Exercise text

Skip to content

Input artifact load fails ("rename ... file exists") when destination is a volume mount root on ContainerSet templates #16144

@j-walther

Description

@j-walther

Pre-requisites

  • I have double-checked my configuration
  • I have tested with the :latest image tag (i.e. v4.0.5, gitCommit=0ab1452144d8f4d57c50b37ce50dad218868e950) and can confirm the issue still exists
  • I have searched existing issues and could not find a match for this bug
  • I'd like to contribute the fix myself

What happened? What did you expect to happen?

When a ContainerSet-template's input artifact path coincides with one of the containerSet's volumeMounts.mountPath, the artifact init container fails with:

artifact <name> failed to load: rename /mainctrfs/<mount>.tmp /mainctrfs/<mount>: file exists

The executor stages the loaded artifact at artPath + ".tmp" and then os.Renames it onto the mount. The staging sibling lives on the init container's local filesystem, while the destination is a volume mount on a different filesystem — the kernel refuses the rename (seen as EEXIST on Linux/overlayfs in our reproducer; EXDEV, EBUSY, and ENOTEMPTY are also possible depending on the kernel and underlying filesystem). The same problem affects unpack for tar/zip artifacts (it renames <destPath>.tmpdir onto destPath).

The bug is independent of the artifact driverraw: is enough to trigger it, as is git:, s3:, gcs:, http:, plugin:, etc.

Exercise instructions
Please reproduce the issue report about the ContainerSet input artifact rename failure in full, word for word.

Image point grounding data

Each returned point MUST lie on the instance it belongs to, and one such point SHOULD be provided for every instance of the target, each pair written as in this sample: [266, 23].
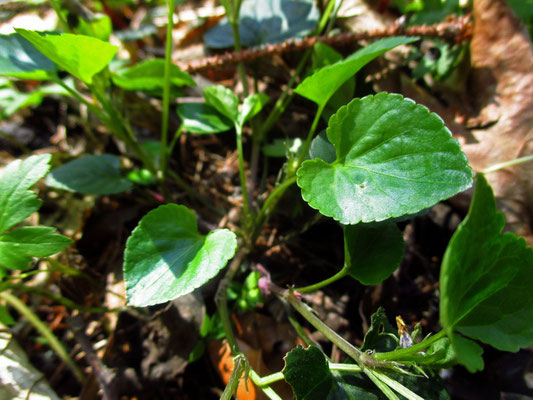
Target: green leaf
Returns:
[16, 201]
[266, 21]
[81, 56]
[149, 76]
[20, 59]
[323, 56]
[223, 100]
[203, 118]
[5, 317]
[486, 283]
[96, 175]
[251, 106]
[320, 86]
[307, 372]
[372, 251]
[19, 246]
[393, 158]
[166, 258]
[380, 335]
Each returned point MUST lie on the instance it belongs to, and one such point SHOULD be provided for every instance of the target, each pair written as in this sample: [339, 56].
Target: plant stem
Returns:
[166, 93]
[506, 164]
[249, 219]
[400, 353]
[329, 333]
[54, 343]
[307, 145]
[321, 284]
[61, 18]
[233, 384]
[222, 303]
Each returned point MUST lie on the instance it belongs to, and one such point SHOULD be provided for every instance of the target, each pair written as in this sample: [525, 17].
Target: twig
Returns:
[456, 30]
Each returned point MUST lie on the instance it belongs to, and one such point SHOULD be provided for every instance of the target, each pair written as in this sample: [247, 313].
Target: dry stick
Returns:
[457, 30]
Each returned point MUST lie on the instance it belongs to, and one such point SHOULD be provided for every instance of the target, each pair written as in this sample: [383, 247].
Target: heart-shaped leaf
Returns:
[20, 59]
[266, 21]
[320, 86]
[17, 202]
[166, 258]
[486, 283]
[96, 175]
[203, 118]
[149, 76]
[18, 247]
[372, 251]
[81, 56]
[394, 157]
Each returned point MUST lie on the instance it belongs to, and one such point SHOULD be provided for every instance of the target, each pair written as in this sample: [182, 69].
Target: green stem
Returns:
[54, 343]
[272, 200]
[233, 384]
[222, 301]
[400, 353]
[321, 284]
[61, 18]
[166, 93]
[309, 139]
[506, 164]
[246, 199]
[329, 333]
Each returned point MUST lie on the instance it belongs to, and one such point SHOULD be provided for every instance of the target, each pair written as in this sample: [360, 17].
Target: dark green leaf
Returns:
[96, 175]
[393, 158]
[380, 335]
[223, 100]
[308, 373]
[5, 317]
[320, 86]
[149, 76]
[322, 148]
[166, 258]
[323, 55]
[81, 56]
[486, 283]
[20, 59]
[16, 201]
[19, 246]
[372, 251]
[266, 21]
[203, 118]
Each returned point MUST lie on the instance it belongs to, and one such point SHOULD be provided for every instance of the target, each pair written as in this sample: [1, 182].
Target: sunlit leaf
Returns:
[167, 258]
[393, 157]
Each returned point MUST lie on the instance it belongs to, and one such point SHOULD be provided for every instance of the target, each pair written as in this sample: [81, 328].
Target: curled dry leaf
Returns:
[502, 79]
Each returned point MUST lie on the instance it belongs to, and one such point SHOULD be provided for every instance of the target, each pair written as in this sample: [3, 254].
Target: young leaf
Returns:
[372, 251]
[20, 59]
[19, 246]
[486, 283]
[267, 21]
[96, 175]
[166, 258]
[16, 201]
[393, 158]
[149, 76]
[223, 100]
[203, 118]
[251, 106]
[307, 372]
[81, 56]
[320, 86]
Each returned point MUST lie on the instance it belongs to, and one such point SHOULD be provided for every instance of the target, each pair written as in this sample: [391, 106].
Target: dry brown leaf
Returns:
[502, 85]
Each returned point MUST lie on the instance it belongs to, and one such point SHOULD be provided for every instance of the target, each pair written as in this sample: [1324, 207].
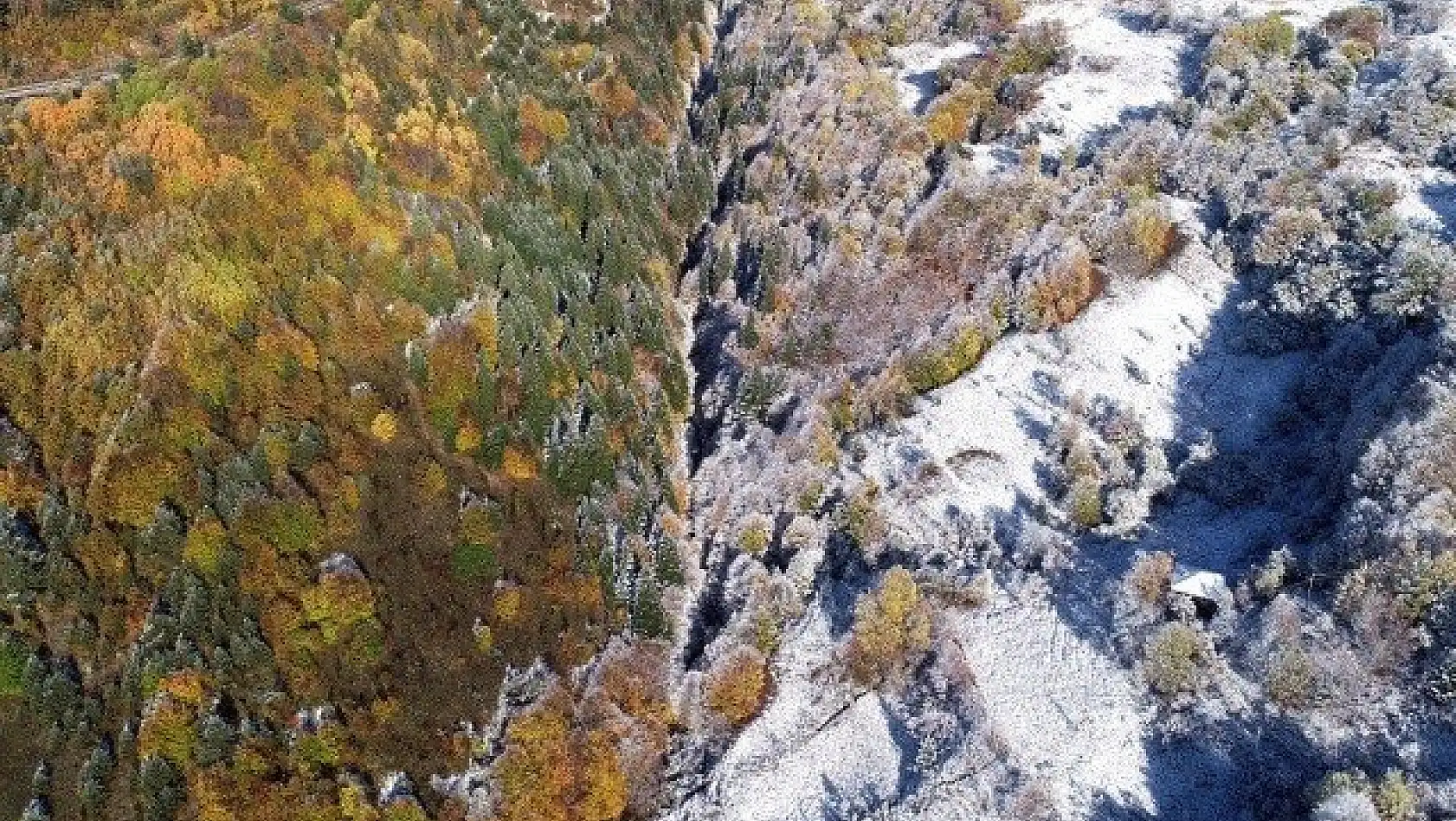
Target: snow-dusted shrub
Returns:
[1056, 286]
[737, 686]
[892, 632]
[1420, 16]
[1150, 236]
[755, 534]
[1085, 502]
[1291, 679]
[1395, 799]
[1176, 660]
[1346, 807]
[1359, 28]
[1245, 44]
[1149, 579]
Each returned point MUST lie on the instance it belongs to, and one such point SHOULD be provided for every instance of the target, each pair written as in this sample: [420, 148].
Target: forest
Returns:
[294, 320]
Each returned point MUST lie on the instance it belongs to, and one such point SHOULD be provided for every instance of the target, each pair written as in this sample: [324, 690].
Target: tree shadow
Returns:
[1442, 198]
[1270, 421]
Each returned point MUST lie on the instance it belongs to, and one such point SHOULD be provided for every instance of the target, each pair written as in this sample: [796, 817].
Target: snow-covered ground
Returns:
[1427, 194]
[817, 743]
[916, 68]
[1066, 709]
[1116, 70]
[1440, 41]
[1121, 70]
[988, 431]
[1302, 13]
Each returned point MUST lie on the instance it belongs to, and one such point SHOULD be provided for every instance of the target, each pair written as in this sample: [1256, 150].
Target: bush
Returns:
[755, 536]
[738, 686]
[892, 632]
[1263, 38]
[1291, 679]
[1172, 660]
[1395, 799]
[1150, 235]
[1346, 807]
[1150, 577]
[12, 669]
[1085, 502]
[1062, 286]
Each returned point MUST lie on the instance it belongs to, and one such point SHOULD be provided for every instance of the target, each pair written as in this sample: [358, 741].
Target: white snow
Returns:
[986, 431]
[1116, 70]
[815, 740]
[1203, 584]
[1066, 711]
[1120, 70]
[1442, 41]
[1302, 13]
[1427, 194]
[918, 63]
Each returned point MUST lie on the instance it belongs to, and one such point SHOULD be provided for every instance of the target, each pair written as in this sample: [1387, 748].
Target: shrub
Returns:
[12, 669]
[1291, 679]
[1346, 807]
[892, 632]
[475, 562]
[1395, 799]
[862, 520]
[937, 369]
[1152, 235]
[755, 536]
[738, 686]
[1063, 286]
[1150, 575]
[1085, 502]
[1263, 38]
[1172, 660]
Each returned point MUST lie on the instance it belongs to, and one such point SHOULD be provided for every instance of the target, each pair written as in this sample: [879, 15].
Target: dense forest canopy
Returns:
[296, 320]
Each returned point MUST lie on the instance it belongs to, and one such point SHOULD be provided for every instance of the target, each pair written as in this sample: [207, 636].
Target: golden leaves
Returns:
[542, 127]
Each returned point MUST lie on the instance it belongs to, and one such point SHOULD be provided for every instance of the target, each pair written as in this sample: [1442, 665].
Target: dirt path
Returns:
[83, 79]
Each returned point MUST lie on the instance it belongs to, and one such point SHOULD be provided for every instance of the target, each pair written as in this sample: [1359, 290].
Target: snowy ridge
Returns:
[988, 431]
[1065, 708]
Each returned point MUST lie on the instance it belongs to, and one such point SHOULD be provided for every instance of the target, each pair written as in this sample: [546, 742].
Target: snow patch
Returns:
[813, 741]
[1065, 709]
[988, 430]
[918, 66]
[1427, 192]
[1117, 70]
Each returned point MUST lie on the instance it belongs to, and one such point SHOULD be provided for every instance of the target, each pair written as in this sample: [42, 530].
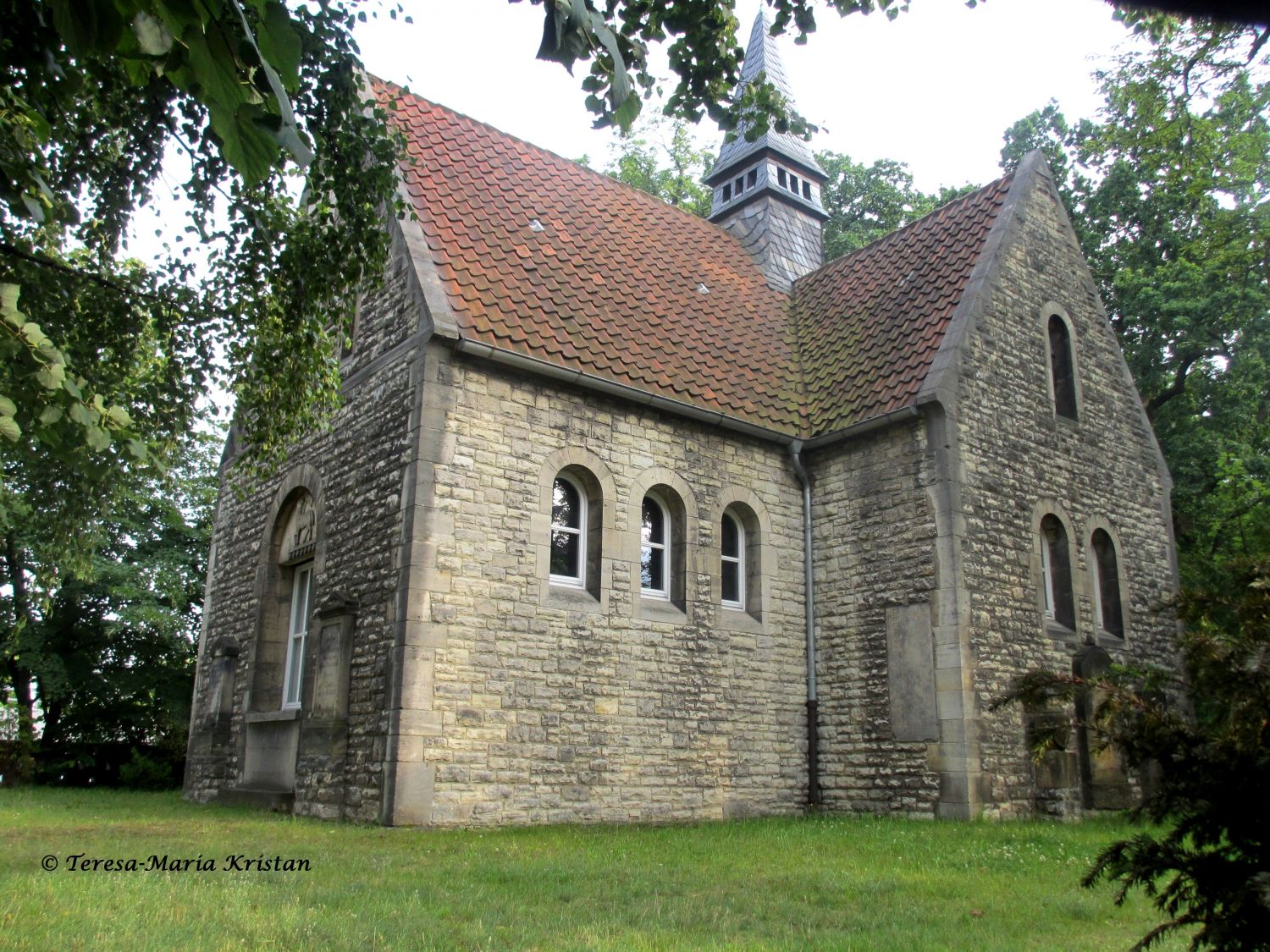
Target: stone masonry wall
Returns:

Written response
Skip to content

Input artifact load fails ("rename ... file exists") when destination is a volume mount root on ContainerSet templates #16144

@j-walther

Description

@j-walther

Pre-requisites

  • I have double-checked my configuration
  • I have tested with the :latest image tag (i.e. v4.0.5, gitCommit=0ab1452144d8f4d57c50b37ce50dad218868e950) and can confirm the issue still exists
  • I have searched existing issues and could not find a match for this bug
  • I'd like to contribute the fix myself

What happened? What did you expect to happen?

When a ContainerSet-template's input artifact path coincides with one of the containerSet's volumeMounts.mountPath, the artifact init container fails with:

artifact <name> failed to load: rename /mainctrfs/<mount>.tmp /mainctrfs/<mount>: file exists

The executor stages the loaded artifact at artPath + ".tmp" and then os.Renames it onto the mount. The staging sibling lives on the init container's local filesystem, while the destination is a volume mount on a different filesystem — the kernel refuses the rename (seen as EEXIST on Linux/overlayfs in our reproducer; EXDEV, EBUSY, and ENOTEMPTY are also possible depending on the kernel and underlying filesystem). The same problem affects unpack for tar/zip artifacts (it renames <destPath>.tmpdir onto destPath).

The bug is independent of the artifact driverraw: is enough to trigger it, as is git:, s3:, gcs:, http:, plugin:, etc.